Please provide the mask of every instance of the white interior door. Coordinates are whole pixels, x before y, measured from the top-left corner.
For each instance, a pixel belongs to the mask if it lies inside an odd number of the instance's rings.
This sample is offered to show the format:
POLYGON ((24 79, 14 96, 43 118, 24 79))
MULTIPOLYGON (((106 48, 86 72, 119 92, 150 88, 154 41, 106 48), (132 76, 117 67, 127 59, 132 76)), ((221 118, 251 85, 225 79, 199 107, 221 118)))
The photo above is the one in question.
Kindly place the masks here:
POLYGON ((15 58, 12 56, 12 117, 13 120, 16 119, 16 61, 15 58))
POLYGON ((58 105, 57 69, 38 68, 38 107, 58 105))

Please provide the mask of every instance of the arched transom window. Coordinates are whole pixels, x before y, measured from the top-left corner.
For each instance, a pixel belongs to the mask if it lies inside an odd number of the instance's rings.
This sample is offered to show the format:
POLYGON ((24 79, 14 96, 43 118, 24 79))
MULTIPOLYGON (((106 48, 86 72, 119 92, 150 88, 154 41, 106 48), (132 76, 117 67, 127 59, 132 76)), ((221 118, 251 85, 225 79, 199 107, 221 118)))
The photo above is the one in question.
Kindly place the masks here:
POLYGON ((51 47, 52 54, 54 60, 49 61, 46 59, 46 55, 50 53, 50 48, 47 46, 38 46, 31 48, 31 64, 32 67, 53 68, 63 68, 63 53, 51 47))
....
Copy every line from the one containing "Please provide the mask of every instance of the arched" through the end of the material, inclusive, requests included. Scale each polygon coordinate in the answers by 2.6 and round to a whole number, with halves rounding up. Leave the numbers in the requests and their format samples as they are.

Please provide the mask of every instance of the arched transom window. Coordinates are whole pixels, x before y, measured from the top-left corner.
For each instance, a pixel belongs to the mask if it lies inside an odd number of the instance's rings.
This sample is offered to show the format:
POLYGON ((24 79, 14 96, 43 118, 24 79))
MULTIPOLYGON (((106 48, 86 72, 119 92, 150 88, 154 41, 106 48), (132 76, 117 67, 127 59, 132 76)), ((221 118, 251 85, 225 79, 199 107, 221 118)))
The photo above is the one in question.
Kindly place the masks here:
POLYGON ((133 122, 135 140, 140 156, 127 159, 120 153, 120 143, 130 138, 130 125, 122 120, 99 120, 81 125, 81 166, 83 174, 138 177, 164 177, 164 138, 133 122))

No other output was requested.